Whilst others – I mean the herd – seem to be struggling to one degree or another with life under Covid-19 lock down, I am thriving. My world view has always been based upon exercising my will power in pursuit of my aims. I have found little, if anything, of value in my emotions despite various health professionals and therapists pointing out to me that a life without feeling is pretty much a meaningless life. I tend to disagree. A life without emotions, or more exactly a life where the emotions are almost completely in abeyance, is a life with a different sort of meaning. A word on the “meaning” of “meaning”. If we were to follow the philosophers then we would head down a rabbit hole of definitions and I have no desire to go to that place. Hence it will suffice to say that “meaning” has to do with the “significance of our lives” or with the “purpose of our lives”.
The search for meaning is the search for a point to it all where the point might be found in living in terms of religious beliefs through to finding sufficient meaning in raising a family. Meaning brings a sense and order to our being in this world. In this sense it seems possible, if not probable, that a lot of people will re-discover the question of the meaning of their lives in this Covid-19 world. One of the reasons why this might happen is that our mortality will become much more evident as thousands, and perhaps even hundreds of thousands, people die from the virus. It is difficult to imagine people in the United States, Spain, Italy, France, Germany and the United Kingdom continuing with their lives without deeply questioning what they have done with their lives to date and what they might do with their lives into the future. In other words, people in these countries may turn to the question of the meaning of their lives.
There area a few factors that will see this question answered in a variety of different ways. People may turn to religions for their answers and those who adhere to a faith may find that faith even more necessary. Equally people might turn away from their religions, sensing an absent and indifferent God. Those who have imbibed the post-modern murder of big picture answers along with the end of truth will have to look for more individualistic answers to the purpose of it all. Perhaps they will see meaning in the mundane – as opposed to the transcendent – aspects of their lives. Philanthropy suggests itself as a possible locus of meaning in this respect. However, it is equally plausible that some will find answers in the “cult of the self” – a concept that I may well have read about somewhere – where the self becomes the focus for living a fulfilling life.

-------------------------

## Exercise instructions
1. Name every country mentioned in the passage on meaning under lockdown.
2. Print the stretch of the passage on meaning under lockdown that begins at the words "There area a" and ends after "a fulfilling life.".
Answer from the passage on meaning under lockdown alone.

-------------------------

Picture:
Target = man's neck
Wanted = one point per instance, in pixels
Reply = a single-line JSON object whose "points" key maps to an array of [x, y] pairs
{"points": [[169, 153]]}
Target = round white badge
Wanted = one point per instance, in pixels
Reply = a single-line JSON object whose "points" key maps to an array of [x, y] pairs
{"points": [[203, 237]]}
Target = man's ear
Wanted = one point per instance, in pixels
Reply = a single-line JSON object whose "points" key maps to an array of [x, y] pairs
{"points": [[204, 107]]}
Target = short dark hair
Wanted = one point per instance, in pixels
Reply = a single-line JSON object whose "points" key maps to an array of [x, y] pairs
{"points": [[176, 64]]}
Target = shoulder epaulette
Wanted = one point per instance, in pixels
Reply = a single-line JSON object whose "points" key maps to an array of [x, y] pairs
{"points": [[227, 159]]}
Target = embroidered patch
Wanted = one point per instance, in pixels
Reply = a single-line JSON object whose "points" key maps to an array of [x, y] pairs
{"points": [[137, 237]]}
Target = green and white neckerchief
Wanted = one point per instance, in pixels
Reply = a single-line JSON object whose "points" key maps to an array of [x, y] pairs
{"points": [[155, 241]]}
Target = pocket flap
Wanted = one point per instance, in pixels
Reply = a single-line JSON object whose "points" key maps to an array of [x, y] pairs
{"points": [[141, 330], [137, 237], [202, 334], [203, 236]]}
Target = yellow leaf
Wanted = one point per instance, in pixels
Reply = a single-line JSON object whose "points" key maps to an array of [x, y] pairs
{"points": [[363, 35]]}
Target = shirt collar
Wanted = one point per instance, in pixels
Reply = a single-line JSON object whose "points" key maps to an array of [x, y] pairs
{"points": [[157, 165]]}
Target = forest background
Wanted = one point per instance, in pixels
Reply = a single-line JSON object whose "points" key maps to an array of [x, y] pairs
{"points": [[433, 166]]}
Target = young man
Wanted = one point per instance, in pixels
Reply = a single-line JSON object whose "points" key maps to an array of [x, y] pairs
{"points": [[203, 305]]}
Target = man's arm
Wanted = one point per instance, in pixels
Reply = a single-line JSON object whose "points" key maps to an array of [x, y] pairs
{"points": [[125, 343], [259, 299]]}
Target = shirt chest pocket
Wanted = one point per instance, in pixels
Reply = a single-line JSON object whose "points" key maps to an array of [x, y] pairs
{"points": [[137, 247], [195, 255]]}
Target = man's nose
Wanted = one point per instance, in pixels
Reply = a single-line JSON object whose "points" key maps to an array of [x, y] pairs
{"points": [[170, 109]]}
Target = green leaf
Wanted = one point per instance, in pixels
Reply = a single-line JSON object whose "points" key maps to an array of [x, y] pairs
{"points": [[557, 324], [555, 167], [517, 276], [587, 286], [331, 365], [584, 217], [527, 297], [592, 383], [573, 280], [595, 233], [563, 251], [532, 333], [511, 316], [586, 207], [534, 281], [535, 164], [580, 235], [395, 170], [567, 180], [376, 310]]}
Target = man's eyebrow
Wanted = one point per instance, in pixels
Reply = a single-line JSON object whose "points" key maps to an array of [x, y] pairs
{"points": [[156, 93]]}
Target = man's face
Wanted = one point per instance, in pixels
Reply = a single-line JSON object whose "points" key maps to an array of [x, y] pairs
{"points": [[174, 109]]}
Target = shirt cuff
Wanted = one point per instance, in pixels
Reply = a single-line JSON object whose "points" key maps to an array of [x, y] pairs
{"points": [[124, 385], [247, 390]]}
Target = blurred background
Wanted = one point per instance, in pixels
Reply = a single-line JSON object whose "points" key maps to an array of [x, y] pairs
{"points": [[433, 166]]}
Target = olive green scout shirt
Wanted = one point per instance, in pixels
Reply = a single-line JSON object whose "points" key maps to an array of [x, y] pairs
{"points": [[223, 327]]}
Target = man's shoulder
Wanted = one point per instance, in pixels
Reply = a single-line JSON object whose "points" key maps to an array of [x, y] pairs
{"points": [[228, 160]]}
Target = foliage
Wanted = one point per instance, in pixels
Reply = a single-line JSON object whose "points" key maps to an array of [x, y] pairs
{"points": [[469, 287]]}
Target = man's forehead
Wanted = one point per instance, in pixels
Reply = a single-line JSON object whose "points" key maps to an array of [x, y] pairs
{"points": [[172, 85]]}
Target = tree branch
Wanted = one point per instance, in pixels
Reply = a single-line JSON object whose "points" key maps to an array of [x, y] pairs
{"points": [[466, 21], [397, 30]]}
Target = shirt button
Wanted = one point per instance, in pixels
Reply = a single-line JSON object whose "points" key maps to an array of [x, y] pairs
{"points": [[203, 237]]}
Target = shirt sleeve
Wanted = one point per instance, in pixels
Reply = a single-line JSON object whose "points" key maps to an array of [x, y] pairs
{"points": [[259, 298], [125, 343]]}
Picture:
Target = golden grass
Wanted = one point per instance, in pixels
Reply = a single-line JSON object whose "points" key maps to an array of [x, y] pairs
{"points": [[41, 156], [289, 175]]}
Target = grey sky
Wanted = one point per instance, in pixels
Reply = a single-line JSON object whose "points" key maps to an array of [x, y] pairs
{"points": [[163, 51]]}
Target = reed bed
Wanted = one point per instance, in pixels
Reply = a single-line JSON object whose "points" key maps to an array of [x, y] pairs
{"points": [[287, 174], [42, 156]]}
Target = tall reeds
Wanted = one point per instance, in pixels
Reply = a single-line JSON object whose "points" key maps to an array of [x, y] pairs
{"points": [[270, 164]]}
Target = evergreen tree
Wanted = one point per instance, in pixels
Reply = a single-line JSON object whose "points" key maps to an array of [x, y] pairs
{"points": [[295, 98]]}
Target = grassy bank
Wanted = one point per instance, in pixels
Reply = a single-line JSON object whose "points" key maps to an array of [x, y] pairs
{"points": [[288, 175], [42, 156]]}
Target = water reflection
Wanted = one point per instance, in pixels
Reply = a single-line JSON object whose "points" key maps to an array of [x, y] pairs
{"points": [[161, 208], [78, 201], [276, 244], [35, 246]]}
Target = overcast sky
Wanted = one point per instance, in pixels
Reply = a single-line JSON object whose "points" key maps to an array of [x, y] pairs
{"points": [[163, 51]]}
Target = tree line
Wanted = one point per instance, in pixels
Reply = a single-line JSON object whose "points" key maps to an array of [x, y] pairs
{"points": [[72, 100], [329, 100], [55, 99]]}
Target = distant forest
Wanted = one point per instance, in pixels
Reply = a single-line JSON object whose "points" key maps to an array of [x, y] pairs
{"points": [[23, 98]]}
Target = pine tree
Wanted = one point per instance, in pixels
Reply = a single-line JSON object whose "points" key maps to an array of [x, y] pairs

-------------------------

## Solutions to the tasks
1. United States, Spain, Italy, France, Germany, United Kingdom

2.
There area a few factors that will see this question answered in a variety of different ways. People may turn to religions for their answers and those who adhere to a faith may find that faith even more necessary. Equally people might turn away from their religions, sensing an absent and indifferent God. Those who have imbibed the post-modern murder of big picture answers along with the end of truth will have to look for more individualistic answers to the purpose of it all. Perhaps they will see meaning in the mundane – as opposed to the transcendent – aspects of their lives. Philanthropy suggests itself as a possible locus of meaning in this respect. However, it is equally plausible that some will find answers in the “cult of the self” – a concept that I may well have read about somewhere – where the self becomes the focus for living a fulfilling life.